◆ Supplied text:
(File image)
(File image)

PICO BLVD — Students involved in the April 2012 protest at Santa Monica College that ended when campus police unleashed pepper spray on the crowd dispute the characterization of protesters in a report released this month and say school officials should take more responsibility for events of that night.

The report — which spans 184 pages and includes a play-by-play of the night and supporting documents — was created by a five-member panel comprised of college officials, the campus attorney, a trustee and a student board member.

It documents the events leading up to and following the Board of Trustees meeting on April 3, 2012, in which students and other protesters were exposed to pepper spray unleashed by an officer who has since resigned from the SMC Police Department.

Two went to the hospital, and a 4-year-old child was exposed. The incident made national headlines.

The report lays heavy blame on students and the police for the chaos that sprang out of the protest, specifically calling out former Associated Students President Harrison Wills and the officer who used the pepper spray, Sgt. Jeremiah Williams.

That’s unfair, say Wills and current Associated Students President Parker Jean, who believe the administration should accept some responsibility for holding a meeting on the controversial topic of contract education in a room with seats for only 20 of the students who showed up.

An adjacent overflow room had space for 60 more, but students feared they would not get a chance to speak, Wills said.

“It’s the wrong approach to blame students that were showing up,” Wills said. “If we had adequate space where everyone could speak, participate and talk to the media, I’d say we would have to look at things,” Wills said.

◆ Work to complete:
(a) Answer these questions using the article about the Santa Monica College protest:
(i) How many pages does the report span?
(ii) On what date was the Board of Trustees meeting held?
(iii) How many more people could the adjacent overflow room hold?
(b) From the Santa Monica College protest article, print the passage starting with "It documents the" and going on through "Sgt. Jeremiah Williams.".
The records that follow were taken from a different source than the text above.

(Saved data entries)
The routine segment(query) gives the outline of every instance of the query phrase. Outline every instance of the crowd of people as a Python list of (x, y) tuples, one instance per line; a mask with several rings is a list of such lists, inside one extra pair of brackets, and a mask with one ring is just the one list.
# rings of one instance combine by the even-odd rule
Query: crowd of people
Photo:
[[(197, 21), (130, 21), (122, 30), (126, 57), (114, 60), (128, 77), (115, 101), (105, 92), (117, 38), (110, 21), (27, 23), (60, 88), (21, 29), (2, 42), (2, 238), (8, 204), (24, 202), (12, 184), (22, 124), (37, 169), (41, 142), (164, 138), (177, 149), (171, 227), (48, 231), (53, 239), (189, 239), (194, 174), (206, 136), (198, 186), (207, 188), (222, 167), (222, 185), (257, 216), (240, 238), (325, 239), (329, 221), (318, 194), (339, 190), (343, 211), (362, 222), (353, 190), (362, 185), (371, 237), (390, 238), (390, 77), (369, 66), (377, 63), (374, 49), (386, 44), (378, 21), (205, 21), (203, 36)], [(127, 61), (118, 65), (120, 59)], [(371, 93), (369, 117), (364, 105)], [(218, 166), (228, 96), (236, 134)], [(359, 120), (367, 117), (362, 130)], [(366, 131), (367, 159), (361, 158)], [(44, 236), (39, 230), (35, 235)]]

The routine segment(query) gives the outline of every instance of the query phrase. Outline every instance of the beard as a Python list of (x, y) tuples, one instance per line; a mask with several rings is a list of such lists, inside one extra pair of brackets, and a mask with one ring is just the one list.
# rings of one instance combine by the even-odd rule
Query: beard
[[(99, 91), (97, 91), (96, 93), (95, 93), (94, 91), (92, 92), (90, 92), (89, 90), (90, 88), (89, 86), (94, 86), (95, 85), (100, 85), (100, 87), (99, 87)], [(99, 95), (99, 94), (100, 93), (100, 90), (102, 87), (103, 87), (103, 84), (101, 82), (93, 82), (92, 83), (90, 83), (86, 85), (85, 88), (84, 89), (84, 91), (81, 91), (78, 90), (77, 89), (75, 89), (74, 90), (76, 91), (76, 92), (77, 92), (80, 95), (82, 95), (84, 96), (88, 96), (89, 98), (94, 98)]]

◆ Answers by task:
(a)
(i) 184 pages
(ii) April 3, 2012
(iii) 60 more

(b)
It documents the events leading up to and following the Board of Trustees meeting on April 3, 2012, in which students and other protesters were exposed to pepper spray unleashed by an officer who has since resigned from the SMC Police Department.

Two went to the hospital, and a 4-year-old child was exposed. The incident made national headlines.

The report lays heavy blame on students and the police for the chaos that sprang out of the protest, specifically calling out former Associated Students President Harrison Wills and the officer who used the pepper spray, Sgt. Jeremiah Williams.